━━━━━ Brano di lettura
Il 25 marzo è il Dantedì, la giornata dedicata a Dante Alighieri istituita dal Ministero per i beni e le attività culturali e per il turismo.
Secondo gli studiosi, infatti, è proprio il 25 marzo che il Sommo Poeta iniziò il viaggio ultraterreno descritto nella Divina Commedia

In questa sezione, presentiamo un percorso di ricerca che attraversa un pezzo di storia della cultura italiana e friulana.
A partire dal giudizio che Dante riservò alla lingua friuliana nel De vulgari eloquentia, vi proponiamo una serie di riflessioni che ci condurranno a presentarvi la storia di una longeva rivista della Società Filologica Friulana, «Ce fastu?», e di altri progetti di questa importante istituzione friulana. 

Ecco che, attraverso questi esempi, l'eredità di Dante e della sua opera ci apparirà ancora oggi come un terreno fertile, che continua ad alimentare la produzione e la diffusione della cultura in Italia e nel mondo.

«Ces fas-tu?»: Dante e il suo giudizio sulla lingua friulana

Il De vulgari eloquentia  Scritto in latino tra il 1303 e il 1305, con ogni probabilità parallelamente ai primi versi dell'Inferno, il De vulgari eloquentia è ritenuto la prima opera di dialettologia composta in Europa. Il suo oggetto è la lingua volgare: la «nostra prima vera locutio» (DVE, I, ii) che «sine omni regula» impariamo imitando la nostra nutrice (DVE, I, ii). Questo, ovviamente, a differenza della gramatica, lingua di cui pochi – e solo dopo un lungo periodo di studio – possono dirsi familiari: il latino.
━━━━━━━━━━
━━━━━ Dati grezzi
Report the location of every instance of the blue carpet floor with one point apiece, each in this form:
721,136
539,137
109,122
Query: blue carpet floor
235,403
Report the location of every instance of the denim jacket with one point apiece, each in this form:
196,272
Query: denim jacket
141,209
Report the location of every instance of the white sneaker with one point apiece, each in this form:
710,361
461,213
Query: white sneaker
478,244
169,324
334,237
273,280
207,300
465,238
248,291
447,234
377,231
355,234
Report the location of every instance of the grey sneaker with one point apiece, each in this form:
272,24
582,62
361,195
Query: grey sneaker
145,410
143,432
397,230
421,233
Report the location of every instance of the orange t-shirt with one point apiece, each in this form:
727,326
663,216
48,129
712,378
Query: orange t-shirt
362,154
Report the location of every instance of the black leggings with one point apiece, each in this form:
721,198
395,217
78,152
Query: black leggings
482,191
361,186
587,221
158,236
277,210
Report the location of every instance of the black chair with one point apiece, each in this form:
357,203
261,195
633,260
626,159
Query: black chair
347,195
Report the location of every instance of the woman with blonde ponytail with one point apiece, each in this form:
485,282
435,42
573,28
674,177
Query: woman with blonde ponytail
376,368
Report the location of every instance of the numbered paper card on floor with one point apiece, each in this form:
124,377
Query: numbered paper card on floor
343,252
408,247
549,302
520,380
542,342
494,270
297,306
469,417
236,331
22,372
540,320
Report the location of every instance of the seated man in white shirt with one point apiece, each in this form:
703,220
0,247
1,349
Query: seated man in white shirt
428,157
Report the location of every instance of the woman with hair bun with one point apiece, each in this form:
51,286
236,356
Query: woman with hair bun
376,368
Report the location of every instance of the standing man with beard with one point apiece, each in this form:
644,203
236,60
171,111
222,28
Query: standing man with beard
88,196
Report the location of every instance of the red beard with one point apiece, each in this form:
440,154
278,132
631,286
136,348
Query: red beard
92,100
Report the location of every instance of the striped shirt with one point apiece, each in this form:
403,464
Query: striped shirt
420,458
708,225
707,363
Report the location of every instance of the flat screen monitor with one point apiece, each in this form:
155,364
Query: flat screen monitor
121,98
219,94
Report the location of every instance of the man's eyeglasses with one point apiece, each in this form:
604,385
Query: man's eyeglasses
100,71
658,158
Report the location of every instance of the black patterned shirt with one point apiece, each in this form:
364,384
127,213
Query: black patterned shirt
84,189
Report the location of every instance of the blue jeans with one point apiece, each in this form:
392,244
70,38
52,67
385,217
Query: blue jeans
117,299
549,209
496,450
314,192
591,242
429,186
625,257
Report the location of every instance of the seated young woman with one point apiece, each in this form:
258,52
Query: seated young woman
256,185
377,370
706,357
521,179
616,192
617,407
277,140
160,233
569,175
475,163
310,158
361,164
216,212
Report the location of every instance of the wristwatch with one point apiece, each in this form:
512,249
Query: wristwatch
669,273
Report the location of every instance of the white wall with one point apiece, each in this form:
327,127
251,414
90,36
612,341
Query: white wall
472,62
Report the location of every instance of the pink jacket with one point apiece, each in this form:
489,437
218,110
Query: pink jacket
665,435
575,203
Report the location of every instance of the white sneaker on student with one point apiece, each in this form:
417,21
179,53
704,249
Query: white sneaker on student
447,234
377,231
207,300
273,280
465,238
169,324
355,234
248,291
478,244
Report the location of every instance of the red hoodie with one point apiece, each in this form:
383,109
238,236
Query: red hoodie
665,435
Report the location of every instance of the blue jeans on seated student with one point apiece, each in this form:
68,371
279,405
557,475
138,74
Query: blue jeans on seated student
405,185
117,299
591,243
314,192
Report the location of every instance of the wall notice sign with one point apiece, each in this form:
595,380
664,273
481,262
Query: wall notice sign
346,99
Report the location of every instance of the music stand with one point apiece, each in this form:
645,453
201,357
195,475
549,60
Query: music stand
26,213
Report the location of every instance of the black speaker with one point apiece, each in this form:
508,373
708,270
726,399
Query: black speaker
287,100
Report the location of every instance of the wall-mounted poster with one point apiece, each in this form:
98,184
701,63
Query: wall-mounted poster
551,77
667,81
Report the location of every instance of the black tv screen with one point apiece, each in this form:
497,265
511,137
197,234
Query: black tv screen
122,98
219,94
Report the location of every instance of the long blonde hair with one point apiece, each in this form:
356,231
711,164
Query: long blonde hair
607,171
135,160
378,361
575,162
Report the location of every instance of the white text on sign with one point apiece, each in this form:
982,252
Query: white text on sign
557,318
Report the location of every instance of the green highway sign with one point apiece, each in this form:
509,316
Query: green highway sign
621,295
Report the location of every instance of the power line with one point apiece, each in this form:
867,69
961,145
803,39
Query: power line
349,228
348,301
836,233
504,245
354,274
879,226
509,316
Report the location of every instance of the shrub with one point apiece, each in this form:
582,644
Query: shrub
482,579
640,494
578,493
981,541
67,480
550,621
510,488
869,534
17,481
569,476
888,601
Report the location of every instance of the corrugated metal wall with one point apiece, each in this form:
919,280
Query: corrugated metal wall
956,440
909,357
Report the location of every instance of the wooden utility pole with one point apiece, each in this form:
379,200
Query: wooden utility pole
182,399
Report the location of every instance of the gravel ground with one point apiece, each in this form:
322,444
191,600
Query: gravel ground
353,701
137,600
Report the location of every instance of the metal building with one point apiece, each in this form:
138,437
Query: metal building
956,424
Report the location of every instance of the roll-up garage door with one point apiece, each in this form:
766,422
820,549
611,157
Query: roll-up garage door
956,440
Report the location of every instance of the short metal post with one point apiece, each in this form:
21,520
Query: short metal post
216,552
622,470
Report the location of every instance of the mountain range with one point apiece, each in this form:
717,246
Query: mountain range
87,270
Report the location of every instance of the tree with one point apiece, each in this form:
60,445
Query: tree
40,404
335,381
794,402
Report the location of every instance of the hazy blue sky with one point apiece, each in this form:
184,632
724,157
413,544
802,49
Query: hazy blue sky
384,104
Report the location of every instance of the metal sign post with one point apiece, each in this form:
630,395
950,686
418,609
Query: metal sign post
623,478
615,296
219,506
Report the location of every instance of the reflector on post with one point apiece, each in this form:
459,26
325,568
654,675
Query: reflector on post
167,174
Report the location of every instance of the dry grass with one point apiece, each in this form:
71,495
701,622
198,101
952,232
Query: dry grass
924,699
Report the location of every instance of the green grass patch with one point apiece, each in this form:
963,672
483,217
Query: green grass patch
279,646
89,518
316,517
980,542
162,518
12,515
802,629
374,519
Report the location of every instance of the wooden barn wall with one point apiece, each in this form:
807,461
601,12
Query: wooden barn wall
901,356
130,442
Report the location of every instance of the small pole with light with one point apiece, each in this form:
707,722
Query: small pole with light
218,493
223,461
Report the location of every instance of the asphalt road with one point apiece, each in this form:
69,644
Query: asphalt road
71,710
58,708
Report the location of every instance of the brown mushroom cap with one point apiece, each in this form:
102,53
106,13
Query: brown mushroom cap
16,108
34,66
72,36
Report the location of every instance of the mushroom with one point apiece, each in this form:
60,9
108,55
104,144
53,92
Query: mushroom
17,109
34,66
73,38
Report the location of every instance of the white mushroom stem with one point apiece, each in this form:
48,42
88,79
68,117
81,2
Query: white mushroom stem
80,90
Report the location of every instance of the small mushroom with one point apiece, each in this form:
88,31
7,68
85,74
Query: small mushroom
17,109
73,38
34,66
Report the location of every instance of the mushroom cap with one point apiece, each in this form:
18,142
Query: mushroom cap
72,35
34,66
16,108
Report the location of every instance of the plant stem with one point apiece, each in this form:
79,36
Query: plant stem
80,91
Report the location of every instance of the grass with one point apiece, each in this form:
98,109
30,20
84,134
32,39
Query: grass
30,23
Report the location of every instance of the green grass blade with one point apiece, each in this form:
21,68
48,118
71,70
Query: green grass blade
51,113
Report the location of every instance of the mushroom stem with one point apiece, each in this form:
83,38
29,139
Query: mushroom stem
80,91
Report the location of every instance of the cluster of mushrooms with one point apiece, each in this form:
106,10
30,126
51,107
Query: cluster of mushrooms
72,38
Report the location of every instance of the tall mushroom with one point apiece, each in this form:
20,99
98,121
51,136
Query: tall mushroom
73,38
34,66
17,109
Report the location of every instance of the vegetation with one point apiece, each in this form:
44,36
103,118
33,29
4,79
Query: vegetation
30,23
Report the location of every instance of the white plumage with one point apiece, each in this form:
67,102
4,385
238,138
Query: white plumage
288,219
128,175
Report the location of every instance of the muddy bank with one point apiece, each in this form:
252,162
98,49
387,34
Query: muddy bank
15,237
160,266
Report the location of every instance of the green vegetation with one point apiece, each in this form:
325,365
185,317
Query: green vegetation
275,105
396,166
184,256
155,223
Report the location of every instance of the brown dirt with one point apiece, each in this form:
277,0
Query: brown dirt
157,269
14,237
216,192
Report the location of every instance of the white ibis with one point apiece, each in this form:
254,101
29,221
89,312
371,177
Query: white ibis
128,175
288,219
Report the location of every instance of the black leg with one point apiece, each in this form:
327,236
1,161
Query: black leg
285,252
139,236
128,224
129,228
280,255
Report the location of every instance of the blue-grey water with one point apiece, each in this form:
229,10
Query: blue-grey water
━━━━━━━━━━
» **Esercizi da svolgere**:
- 1) Elenca tutti i titoli di opere e pubblicazioni citati nel brano sul Dantedì.
- 2) Prosegui il brano sul Dantedì dopo la sua ultima frase.
I dati riportati provengono da una fonte diversa.

» **Soluzioni degli esercizi**:
- 1)
Divina Commedia
De vulgari eloquentia
«Ce fastu?»
Inferno

- 2)
Ma qual era lo scopo di Dante? Il Sommo Poeta voleva dimostrare al mondo intellettuale del tempo la legittimità e addirittura la superiorità del volgare rispetto alla gramatica. Delle due, sostiene l'autore, «nobilior est vulgaris» poiché «prima fuit humano generi usitata» (DVE I, i). Il latino, come il greco antico, per Dante e i suoi contemporanei era infatti un linguaggio artificiale nato dalla necessità di uomini di diverse regioni del mondo di comunicare tra loro. Andava da sé, quindi, che se la gramatica era di natura umana, il volgare era di natura divina.

I dialetti italiani Di volgare – e non di volgari – parla Dante, considerando che solo dopo la confusio linguarum scatenata da Dio in seguito all'oltraggio della torre di Babele la lingua primigenia si disperse in tanti idiomi quanti i ruoli che si svolgevano in quel cantiere. Tanto più importante era il ruolo, tanto più rozza divenne la lingua e una di queste giunse nel «bel paese là dove 'l sì suona» (Inf. XXXIII, vv. 79-80) prendendo il nome di volgare italiano. Ecco però che l'Italia al suo interno contiene moltissime varietà di questo suo volgare. Di quattordici che Dante identifica, l'autore stesso ammette che se volessimo calcolare «primas et secudarias et subsecundarias vulgaris Ytaliae variationes» non solo un migliaio «sed etiam ad magis ultra» ne dovremmo considerare (DVE I, x).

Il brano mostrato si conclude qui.